Exercise A>
Answer these questions from the tissue engineering passage:
(i) According to the American Transplant Foundation, how often is a new name added to the waitlist?
(ii) What kind of stem cells did scientists in the 1990s believe they could use to regenerate new cells?
(iii) Where in a patient's body has a cartilage transplant already been successfully completed?
Exercise B> Write a continuation of the tissue engineering passage, starting after its final sentence.

A new field in the early 1990s, tissue engineering applies the principles of biology and engineering to develop solutions to organ or tissue damage. The cross-disciplinary practice emerged in direct response to urgent demand. According to the American Transplant Foundation, since 1988, more than 700,000 patients in the United States have received organ transplants, with a new name being added to the waitlist every ten minutes. In Europe, the Council of Europe estimates 19 patients die every day while waiting for an organ transplant.

The number of organs available definitely do not meet the demand.

— Dr. Riccardo Gottardi

According to Dr. Riccardo Gottardi, bioengineering and biomaterials expert and assistant professor at University of Pennsylvania and Children's Hospital of Philadelphia, "The number of organs available definitely do not meet the demand." Patients are primarily waiting for kidneys, livers, hearts and lungs. Engineering these organs is very complicated, but making tissues to restore and maintain them is simpler — which is why tissue engineering is so important.

The science behind tissue engineering has often been misrepresented in pop culture though, associated with examples like Jurassic Park's genetically engineered dinosaurs or the Vacanti mouse rather than its importance to a prominent health crisis. The realities of tissue engineering have evolved over the last 25 years. In the 1990s, scientists believed they could use mesenchymal stem cells (MSCs) commonly found during embryonic development to regenerate new cells and fix damaged tissue. However, they quickly realized they could achieve better results with more developed cells.

Using adult cells to mimic processes of organ and tissue development instead, scientists decided to hack developmental biology. Consider inflammation: although it can cause several issues in the body, it could assist in tissue regeneration if scientists know how to hack the inflammatory response.

Thus, today's tissue engineering methods were born.

Dr. Riccardo Gottardi discusses the new techniques enabling tissue engineering.

In an important milestone, scientists have already successfully completed a cartilage transplant into a patient's nose. But this level of tissue engineering is only the beginning. Nose cartilage withstands much fewer mechanical aspects than, for example, the cartilage that we walk on, making it simpler to repair. For scientists, figuring out how to fix cartilage we use to walk and run is the next key innovation.

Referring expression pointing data

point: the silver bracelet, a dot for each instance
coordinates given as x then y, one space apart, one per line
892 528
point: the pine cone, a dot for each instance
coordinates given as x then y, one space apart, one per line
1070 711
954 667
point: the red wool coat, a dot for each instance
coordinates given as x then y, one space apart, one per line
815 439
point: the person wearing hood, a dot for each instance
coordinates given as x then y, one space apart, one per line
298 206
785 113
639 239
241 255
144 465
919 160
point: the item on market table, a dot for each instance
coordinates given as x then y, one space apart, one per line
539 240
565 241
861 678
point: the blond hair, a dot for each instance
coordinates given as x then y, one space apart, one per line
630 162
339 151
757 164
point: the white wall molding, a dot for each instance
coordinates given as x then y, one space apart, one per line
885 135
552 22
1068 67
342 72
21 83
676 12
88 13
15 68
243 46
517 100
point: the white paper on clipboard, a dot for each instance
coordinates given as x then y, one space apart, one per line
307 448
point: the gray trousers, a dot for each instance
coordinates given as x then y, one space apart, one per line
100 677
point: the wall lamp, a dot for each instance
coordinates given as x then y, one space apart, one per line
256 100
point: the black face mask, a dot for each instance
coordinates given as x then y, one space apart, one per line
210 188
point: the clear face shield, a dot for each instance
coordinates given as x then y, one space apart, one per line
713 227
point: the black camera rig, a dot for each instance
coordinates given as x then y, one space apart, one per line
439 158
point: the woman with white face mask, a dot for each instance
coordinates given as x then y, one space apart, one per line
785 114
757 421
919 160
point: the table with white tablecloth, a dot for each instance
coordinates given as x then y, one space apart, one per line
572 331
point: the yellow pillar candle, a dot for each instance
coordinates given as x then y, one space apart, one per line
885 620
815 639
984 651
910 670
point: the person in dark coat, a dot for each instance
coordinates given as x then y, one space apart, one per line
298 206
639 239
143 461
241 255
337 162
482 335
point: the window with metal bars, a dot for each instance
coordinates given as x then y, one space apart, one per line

Exercise answer A>
(i) Every ten minutes.
(ii) Mesenchymal stem cells (MSCs).
(iii) The nose.

Exercise answer B>
New advances in the fields of biology and 3D printing are furthering this revolutionary potential by addressing the main challenge in making more complex tissues: vascularization. Vascularization requires not only nutrients but also signals, especially during tissue and organ formation. Currently, scientists can place organs and cells in the body and can get muscles like the heart to beat, but it remains difficult to engineer a way to tell the cells where to go and what to do.

Although a challenging feat, the future of tissue engineering still looks encouraging to the thousands of patients in need of transplants. Gottardi hopes that he and other scientists will be able to design tissue environments wherein the cells play an active role in the engineering, delivering more complex solutions.

Tissues engineers also aim to keep cell regeneration in the operating room. The future holds potential for off-the-shelf tissue scaffold platforms — cell support that biodegrades in the body over time — that surgeons can imbibe with cells and implant for repair. Another innovative solution involves bioprinting tissues on-site and using a biopen to directly fix damage without leaving the operating room. All these components are on the horizon and will push the fast-growing field's innovative capabilities to the next level once implemented.

Tissue engineering has gone through quite an evolution since its emergence. Much like the scientific implications of bringing dinosaurs back in the Jurassic Park movie franchise, it has been well-received by the public at times and misunderstood at others. However, as the science continues to evolve and the demand for organ and tissue repair continues to grow, its improvements indicate a promising offer to global patients in need.

As Gottardi said about the future successes of tissue engineering, "It's closer than you think."